DO THIS :: Write out precisely the lines beginning with the line that contains "of the teddy" and ending with the last line of the entries, and no other lines.

Named-object pointing records:

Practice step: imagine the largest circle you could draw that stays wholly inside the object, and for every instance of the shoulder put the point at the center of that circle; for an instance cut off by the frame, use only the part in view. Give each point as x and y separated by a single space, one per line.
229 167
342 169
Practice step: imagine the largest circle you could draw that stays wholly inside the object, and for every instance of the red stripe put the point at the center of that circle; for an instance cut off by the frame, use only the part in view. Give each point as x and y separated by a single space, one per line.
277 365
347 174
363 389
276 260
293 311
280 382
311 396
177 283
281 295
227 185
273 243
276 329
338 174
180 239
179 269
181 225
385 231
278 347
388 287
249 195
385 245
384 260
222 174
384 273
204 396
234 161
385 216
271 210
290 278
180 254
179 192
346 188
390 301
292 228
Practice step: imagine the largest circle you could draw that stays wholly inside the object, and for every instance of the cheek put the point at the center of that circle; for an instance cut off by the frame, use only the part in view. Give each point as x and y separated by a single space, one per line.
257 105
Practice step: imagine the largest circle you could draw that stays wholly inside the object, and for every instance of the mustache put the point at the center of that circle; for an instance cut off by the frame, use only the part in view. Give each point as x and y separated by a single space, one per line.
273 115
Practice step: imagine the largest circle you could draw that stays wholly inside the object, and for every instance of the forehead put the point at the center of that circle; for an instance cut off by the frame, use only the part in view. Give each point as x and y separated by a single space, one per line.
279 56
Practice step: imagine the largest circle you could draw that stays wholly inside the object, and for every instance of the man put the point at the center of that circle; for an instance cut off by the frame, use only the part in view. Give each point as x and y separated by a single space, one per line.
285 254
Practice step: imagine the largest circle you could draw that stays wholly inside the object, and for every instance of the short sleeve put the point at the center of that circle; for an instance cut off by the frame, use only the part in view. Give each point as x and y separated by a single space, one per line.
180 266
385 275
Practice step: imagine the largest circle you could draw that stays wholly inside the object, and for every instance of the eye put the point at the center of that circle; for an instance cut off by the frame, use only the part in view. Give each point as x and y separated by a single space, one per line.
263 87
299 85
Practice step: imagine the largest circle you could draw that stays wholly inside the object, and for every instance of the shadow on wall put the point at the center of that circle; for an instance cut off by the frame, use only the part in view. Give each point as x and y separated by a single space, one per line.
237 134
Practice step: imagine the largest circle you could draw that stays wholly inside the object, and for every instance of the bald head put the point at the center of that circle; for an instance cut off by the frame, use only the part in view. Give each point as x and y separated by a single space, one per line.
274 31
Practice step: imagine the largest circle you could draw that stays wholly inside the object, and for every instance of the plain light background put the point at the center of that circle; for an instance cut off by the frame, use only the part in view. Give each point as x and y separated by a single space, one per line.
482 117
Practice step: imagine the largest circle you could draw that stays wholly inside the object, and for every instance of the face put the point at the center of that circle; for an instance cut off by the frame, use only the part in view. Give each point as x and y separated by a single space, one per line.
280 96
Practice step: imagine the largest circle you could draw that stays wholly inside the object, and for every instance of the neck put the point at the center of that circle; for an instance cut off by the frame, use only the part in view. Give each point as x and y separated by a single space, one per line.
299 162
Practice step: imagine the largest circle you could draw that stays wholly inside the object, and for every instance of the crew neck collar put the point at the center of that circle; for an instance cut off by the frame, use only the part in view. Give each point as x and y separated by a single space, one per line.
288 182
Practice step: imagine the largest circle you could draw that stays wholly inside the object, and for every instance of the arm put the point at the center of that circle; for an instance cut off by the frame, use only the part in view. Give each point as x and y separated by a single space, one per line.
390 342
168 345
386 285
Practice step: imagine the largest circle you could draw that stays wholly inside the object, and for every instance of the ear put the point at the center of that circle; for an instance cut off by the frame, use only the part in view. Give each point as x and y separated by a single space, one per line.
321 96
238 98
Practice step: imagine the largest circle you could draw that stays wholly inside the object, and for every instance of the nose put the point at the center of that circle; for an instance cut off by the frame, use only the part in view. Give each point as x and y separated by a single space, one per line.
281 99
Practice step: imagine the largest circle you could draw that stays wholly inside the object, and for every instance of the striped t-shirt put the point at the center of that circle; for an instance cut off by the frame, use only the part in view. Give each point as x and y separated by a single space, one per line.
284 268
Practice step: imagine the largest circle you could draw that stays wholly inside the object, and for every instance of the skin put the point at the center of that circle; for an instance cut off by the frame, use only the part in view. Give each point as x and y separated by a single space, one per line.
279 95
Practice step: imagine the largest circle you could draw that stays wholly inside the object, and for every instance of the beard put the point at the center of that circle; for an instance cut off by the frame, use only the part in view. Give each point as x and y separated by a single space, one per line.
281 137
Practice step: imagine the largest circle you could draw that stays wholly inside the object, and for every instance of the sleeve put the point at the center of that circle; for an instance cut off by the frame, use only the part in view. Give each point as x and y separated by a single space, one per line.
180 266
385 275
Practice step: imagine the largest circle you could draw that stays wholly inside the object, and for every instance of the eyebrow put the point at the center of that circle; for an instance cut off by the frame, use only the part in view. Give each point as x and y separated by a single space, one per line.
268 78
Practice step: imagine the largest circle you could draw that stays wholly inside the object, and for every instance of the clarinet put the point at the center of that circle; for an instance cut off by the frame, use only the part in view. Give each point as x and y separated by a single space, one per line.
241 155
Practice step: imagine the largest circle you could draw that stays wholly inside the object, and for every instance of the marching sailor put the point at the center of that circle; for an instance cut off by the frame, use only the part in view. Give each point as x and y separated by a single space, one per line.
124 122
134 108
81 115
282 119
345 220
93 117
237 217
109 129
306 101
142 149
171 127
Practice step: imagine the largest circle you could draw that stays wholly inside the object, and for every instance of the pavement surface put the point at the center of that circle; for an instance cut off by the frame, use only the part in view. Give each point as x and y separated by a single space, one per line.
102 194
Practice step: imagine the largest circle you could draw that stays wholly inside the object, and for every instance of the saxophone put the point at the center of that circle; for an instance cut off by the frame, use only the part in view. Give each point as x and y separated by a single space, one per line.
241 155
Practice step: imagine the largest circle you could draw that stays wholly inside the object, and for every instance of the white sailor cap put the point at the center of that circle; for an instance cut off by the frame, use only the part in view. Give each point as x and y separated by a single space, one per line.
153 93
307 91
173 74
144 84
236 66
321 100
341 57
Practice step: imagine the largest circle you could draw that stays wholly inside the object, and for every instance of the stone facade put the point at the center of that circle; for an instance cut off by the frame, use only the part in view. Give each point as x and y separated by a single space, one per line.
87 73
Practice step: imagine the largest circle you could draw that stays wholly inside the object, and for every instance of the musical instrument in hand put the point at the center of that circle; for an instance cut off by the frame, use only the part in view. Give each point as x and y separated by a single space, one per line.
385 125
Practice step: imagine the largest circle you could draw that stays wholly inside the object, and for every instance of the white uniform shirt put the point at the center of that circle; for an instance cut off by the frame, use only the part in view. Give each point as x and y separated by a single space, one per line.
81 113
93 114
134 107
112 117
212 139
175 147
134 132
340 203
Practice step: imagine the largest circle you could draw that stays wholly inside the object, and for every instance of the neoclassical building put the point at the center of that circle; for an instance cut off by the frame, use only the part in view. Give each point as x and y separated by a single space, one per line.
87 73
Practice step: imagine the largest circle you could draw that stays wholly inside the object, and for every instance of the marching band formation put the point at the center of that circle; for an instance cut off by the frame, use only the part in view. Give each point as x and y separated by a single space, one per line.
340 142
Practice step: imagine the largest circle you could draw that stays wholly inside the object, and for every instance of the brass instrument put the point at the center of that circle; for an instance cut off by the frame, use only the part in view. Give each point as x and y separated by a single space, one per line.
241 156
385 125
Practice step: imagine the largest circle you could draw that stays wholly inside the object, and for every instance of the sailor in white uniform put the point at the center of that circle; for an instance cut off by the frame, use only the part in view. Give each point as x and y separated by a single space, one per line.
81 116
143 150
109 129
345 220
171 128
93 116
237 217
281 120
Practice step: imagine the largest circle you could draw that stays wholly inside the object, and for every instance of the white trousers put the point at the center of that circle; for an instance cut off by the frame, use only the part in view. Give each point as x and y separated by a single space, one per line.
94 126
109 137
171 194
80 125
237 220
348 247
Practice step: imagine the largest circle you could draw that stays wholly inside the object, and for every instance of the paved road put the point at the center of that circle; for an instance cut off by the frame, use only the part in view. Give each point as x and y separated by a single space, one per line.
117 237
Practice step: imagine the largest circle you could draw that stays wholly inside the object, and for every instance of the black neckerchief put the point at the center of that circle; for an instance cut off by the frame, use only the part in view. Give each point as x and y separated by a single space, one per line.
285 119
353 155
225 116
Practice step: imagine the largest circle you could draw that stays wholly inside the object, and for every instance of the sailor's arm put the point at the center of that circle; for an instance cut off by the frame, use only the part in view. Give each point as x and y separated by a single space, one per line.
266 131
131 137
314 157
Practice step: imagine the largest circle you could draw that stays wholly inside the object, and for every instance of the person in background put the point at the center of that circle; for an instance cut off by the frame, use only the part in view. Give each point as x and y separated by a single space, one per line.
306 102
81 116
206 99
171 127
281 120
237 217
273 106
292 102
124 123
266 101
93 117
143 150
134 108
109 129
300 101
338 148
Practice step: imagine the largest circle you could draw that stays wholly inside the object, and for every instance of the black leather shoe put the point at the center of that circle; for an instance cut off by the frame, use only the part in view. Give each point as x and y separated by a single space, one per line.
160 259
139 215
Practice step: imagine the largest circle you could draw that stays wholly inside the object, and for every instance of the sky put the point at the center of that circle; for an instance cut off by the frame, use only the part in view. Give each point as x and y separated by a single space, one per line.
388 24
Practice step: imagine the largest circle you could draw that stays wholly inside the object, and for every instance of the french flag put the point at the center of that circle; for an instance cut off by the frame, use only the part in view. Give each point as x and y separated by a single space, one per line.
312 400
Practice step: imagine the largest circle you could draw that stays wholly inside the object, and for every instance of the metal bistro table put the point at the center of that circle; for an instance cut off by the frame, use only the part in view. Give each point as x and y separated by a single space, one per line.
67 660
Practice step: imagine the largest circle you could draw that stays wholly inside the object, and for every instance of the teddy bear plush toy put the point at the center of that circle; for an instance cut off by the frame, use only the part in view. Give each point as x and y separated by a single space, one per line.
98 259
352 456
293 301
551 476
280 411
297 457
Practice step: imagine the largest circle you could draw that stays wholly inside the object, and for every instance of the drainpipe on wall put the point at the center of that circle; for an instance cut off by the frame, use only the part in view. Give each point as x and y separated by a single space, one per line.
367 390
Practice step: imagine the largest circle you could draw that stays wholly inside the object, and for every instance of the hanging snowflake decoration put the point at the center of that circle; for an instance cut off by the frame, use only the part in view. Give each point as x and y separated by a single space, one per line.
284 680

EXERCISE OUTPUT ::
Practice step: imagine the largest circle you could draw that stays wholly inside the object, and for every instance of the teddy bear plush toy put the point at the center of that circle; for an instance cut off by the frame, use only the part in view. Give each point as x and y separated by a single space, one per line.
98 259
352 456
293 301
551 476
280 411
297 457
Practice step: imagine the largest circle you could draw that stays wholly inside the object, and for every instance of the drainpipe on wall put the point at the center of that circle; for an instance cut off by the frame, use only the part in view. Give each point as x and y separated by a single space, one per line.
367 390
Practice step: imagine the largest circle you could draw that stays wholly inside the object, and for every instance of the hanging snowflake decoration put the point at the center of that circle; for an instance cut off by the frame, use only the part in view. Give each point as x and y separated by a single space, one per line.
284 680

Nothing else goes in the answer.